Models
for a new society: Enzo Mari at the Design Museum
A new exhibition at London’s Design Museum presents over 300
designs & drawings from the life of Enzo Mari, a communist Italian designer
who infused all he created with inventiveness, intelligence, politics & wit.
The exhibition co-curated by Hans Ulrich Obrist & Francesca Giacomelli
richly explores the designer’s life and work across graphics, furniture, toys
& everything between.
“I want to create models for a different society – for a way
of producing and living differently.”
So reads a vinyl quote affixed to a wall near the entrance of Enzo Mari, an exhibition dedicated to the interdisciplinary Italian designer at London’s Design Museum. It’s a quote that goes straight to the heart of a creative you may not have heard of, but who has influenced countless designers who have created objects and graphics you may use daily.
Born in Novara, Italy, in 1932 Mari moved to Milan as a child, a city that would remain his home through to his passing in 2020. It proved a fertile region for his practice, combining a rich mix of business, industrialists, entrepreneurs, and a long history of design across all the disciplines. It was also a city undergoing post-war reinvention, with Mari’s inquisitive, playful, and inventive mind suitably located within a place and people searching for new ways of making and being.

Information provided ->
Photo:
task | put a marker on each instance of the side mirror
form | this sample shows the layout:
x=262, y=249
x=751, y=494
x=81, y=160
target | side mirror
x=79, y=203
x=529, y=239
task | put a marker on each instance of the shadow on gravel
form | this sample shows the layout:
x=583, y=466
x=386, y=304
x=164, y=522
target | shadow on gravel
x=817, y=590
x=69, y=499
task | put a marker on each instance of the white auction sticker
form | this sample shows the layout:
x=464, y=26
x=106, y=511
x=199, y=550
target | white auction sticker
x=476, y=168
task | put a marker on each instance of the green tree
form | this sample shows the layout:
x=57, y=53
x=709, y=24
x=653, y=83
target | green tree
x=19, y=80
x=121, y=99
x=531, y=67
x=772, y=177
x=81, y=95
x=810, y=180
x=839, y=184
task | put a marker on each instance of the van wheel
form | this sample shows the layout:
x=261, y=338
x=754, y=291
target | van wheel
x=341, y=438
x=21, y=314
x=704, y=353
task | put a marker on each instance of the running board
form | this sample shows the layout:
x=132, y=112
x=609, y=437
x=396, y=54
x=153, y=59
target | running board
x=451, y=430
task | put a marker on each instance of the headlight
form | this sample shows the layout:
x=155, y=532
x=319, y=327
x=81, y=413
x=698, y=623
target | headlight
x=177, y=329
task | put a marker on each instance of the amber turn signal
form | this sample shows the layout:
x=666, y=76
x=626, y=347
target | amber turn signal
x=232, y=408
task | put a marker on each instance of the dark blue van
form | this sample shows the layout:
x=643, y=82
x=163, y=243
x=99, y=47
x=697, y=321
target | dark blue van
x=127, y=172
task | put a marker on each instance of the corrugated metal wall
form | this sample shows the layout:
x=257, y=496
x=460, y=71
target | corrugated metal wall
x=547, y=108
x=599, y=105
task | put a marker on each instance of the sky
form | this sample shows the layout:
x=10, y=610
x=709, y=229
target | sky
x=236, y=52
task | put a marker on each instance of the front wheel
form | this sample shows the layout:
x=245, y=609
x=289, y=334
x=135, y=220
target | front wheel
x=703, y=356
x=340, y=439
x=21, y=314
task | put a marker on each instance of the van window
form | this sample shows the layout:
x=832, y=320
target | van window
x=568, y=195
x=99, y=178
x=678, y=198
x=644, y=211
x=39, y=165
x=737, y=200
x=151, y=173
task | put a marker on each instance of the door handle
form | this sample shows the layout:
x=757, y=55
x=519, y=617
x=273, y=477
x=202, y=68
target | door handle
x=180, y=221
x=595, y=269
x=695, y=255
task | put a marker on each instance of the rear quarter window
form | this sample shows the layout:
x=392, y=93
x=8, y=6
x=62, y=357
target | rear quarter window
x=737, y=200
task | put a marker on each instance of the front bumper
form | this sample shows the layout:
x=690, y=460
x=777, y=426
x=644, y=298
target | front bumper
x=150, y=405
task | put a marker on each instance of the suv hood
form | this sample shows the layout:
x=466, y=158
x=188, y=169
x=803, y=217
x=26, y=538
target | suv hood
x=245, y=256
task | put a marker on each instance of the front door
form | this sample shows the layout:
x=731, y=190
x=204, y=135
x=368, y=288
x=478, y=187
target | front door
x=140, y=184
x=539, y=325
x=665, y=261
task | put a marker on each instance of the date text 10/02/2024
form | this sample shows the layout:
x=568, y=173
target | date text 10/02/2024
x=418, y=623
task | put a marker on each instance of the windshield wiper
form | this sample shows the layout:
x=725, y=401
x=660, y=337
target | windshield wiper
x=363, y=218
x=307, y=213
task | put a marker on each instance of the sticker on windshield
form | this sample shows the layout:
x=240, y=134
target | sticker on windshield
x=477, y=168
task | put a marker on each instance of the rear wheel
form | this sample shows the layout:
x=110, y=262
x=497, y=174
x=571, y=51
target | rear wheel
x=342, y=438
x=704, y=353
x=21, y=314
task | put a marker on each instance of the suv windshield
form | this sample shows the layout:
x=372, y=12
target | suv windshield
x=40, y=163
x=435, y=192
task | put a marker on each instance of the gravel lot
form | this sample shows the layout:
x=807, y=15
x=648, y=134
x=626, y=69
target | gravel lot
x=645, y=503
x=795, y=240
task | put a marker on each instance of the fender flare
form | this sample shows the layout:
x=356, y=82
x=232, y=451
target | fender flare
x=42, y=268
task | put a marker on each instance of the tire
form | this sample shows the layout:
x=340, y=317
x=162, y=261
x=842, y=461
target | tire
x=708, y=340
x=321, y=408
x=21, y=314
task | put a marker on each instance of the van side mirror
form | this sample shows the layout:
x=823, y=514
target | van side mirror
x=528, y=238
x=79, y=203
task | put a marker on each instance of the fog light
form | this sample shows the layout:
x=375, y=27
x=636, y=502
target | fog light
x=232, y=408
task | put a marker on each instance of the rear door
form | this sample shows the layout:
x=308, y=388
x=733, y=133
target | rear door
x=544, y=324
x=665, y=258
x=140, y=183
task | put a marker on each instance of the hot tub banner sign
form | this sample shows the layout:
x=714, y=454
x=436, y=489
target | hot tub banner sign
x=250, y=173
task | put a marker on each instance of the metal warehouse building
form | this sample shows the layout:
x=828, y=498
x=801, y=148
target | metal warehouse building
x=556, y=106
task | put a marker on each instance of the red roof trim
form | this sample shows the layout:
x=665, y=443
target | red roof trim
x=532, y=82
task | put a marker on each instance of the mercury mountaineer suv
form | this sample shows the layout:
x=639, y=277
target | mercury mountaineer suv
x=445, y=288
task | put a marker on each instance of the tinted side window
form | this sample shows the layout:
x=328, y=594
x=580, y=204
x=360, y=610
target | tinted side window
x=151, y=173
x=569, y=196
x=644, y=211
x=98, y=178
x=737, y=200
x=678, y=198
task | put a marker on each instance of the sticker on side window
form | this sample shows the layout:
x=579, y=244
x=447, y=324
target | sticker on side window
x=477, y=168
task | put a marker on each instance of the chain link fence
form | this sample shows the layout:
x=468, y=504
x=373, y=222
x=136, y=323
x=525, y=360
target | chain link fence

The tasks ->
a. Copy the passage of the Enzo Mari exhibition text that begins at the words "The exhibition co-curated" and stops after the words "may use daily.".
b. Continue the text about the Enzo Mari exhibition from the point where it stops.

Responses to the exercise ->
a.
The exhibition co-curated by Hans Ulrich Obrist & Francesca Giacomelli
richly explores the designer’s life and work across graphics, furniture, toys
& everything between.
“I want to create models for a different society – for a way
of producing and living differently.”
So reads a vinyl quote affixed to a wall near the entrance of Enzo Mari, an exhibition dedicated to the interdisciplinary Italian designer at London’s Design Museum. It’s a quote that goes straight to the heart of a creative you may not have heard of, but who has influenced countless designers who have created objects and graphics you may use daily.

b.
Mari didn’t design architecture, but it is present throughout his practice. The exhibition opens with a look at his work at Milan’s Brera Academy of Fine Art, an institute the working class Mari could attend with no prior qualifications. A tempera on paper collage titled La cittá giardino (The garden city) from 1954 shows an early and literal interest in urbanity and architecture, a grid of repeating axonometric modernist apartment blocks fills a frame uniformly. But architecture is more present more obliquely through tests and models for structures, gridded arrangements, spatial experimentation, and form finding at a small scale but which could easily blow up to room-, building-, or city-scale.
figs.i-iii
Over the 1960s, Mari applied some of these form-finding explorations into physical experiences through the design of display spaces for an emerging market of Italian product design. Again, this varied in scale from simple shelving and presentation units formed of simple materials, through to room-filling spectacles to wow the consumer. However, though Mari was wrapped up in the booming consumerist world, the designer was dedicated to a simplicity, affordability, honesty of material, and ethics that meant his ideas and ambition didn’t get sucked into exuberant show and stayed rooted to his communist politics.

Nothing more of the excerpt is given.